Every record must appear in the response exactly as given.

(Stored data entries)

= = = =

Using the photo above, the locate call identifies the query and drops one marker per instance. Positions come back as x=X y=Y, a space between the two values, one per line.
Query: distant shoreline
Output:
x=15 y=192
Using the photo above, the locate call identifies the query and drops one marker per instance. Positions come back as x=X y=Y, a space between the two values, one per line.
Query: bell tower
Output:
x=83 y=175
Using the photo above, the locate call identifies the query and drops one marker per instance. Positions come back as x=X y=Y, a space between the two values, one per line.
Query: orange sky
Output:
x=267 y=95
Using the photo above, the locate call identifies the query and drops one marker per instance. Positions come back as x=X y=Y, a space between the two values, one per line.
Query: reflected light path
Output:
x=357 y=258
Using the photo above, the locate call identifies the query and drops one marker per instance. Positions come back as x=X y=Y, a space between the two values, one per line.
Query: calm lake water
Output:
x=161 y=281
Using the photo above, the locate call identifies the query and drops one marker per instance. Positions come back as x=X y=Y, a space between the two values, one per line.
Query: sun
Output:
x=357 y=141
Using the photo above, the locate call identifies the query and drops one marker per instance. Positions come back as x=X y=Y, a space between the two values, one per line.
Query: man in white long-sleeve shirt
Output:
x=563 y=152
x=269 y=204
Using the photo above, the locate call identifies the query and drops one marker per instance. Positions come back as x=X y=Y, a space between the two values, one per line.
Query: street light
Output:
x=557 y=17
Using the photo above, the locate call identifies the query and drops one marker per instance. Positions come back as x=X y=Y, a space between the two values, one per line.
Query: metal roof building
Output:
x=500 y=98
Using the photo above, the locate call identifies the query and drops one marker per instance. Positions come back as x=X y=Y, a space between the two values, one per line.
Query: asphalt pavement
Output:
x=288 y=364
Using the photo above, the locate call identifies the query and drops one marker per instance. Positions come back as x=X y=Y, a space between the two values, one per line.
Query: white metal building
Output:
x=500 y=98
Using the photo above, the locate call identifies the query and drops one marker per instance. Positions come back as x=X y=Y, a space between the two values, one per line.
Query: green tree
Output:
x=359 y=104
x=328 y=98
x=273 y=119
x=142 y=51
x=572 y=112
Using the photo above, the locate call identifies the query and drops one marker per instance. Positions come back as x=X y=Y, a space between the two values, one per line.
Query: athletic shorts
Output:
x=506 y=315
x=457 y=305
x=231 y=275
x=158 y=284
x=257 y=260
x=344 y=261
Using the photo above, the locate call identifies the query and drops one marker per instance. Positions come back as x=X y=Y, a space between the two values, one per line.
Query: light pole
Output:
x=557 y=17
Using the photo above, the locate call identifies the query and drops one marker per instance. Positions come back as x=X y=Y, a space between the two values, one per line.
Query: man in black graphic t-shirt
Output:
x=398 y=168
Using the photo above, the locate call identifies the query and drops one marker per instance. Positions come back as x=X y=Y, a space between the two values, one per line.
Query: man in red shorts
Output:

= = = =

| Response box |
Using the photo above, the locate call identifies the query and drops one marker per instance. Positions come back as x=X y=Y, a space between the two values, one per line.
Query: distant shoreline
Output:
x=15 y=192
Using the photo above, the locate call identifies the query and drops one marker per instance. Positions come back as x=X y=Y, a space between the two values, one per line.
Query: bell tower
Output:
x=83 y=175
Using the photo above, the locate call identifies the query and drops one marker per instance. Positions come back as x=X y=Y, a space between the two values, one per line.
Query: orange sky
Output:
x=267 y=95
Using the photo above, the locate call identifies the query and drops one marker per instance. Positions come back as x=X y=Y, a space between the two values, one per line.
Query: reflected light path
Output:
x=357 y=258
Using the photo above, the locate call identifies the query and drops one marker per instance. Positions come back as x=X y=Y, a space between the two values, one per line.
Query: calm lake water
Output:
x=161 y=281
Using the photo above, the locate call identifies the query and drops one marker per instance. Positions come back as x=X y=Y, a space between the two values, one per line.
Query: sun
Output:
x=357 y=141
Using the photo above, the locate call identifies the query and drops one marker per instance. Positions come back as x=X y=Y, a space between the two values, one per line.
Query: man in white long-sleeve shirt
Output:
x=563 y=152
x=269 y=204
Using the photo above, the locate call identifies the query and drops one marker per instance. Positions come back as x=X y=Y, a space between the two values, one per line.
Query: street light
Output:
x=557 y=17
Using the photo above, the locate call identifies the query and drops one marker per instance. Positions come back as x=X y=Y, a space between the two values, one per line.
Query: metal roof building
Output:
x=500 y=98
Using the photo above, the locate call identifies the query and drops one marker per instance. Positions come back as x=X y=Y, a space between the two values, one per line.
Query: asphalt pavement
Output:
x=288 y=364
Using the photo above, the locate call identifies the query and drops one marker per instance. Positions come back as x=X y=Y, a space between the two values, one per line.
Query: white metal building
Output:
x=500 y=98
Using the photo above, the locate call identifies the query and drops one marker per instance. Positions come back as x=X y=Y, a space between the two values, one per line.
Query: green tree
Output:
x=359 y=104
x=328 y=98
x=273 y=119
x=142 y=51
x=572 y=112
Using the photo above, the locate call identifies the query and drops one marker per instance. Positions come back as x=X y=Y, a space between the two values, one per line.
Query: athletic shorts
Output:
x=506 y=315
x=457 y=305
x=231 y=275
x=158 y=284
x=257 y=260
x=344 y=261
Using the photo above, the locate call identifies the query and drops one marker per instance. Positions come back as x=X y=Y, a space between the two values, one per line.
Query: light pole
Output:
x=557 y=17
Using the photo above, the locate call identifies the query and drops one marker per instance. Positions come back as x=X y=Y, a space between the two values, one per line.
Query: man in black graphic t-shirt
Output:
x=398 y=168
Using the photo above, the locate call identifies the query and drops one marker per instance. Positions come back as x=X y=Y, a space between the two values, one per line.
Query: man in red shorts
Output:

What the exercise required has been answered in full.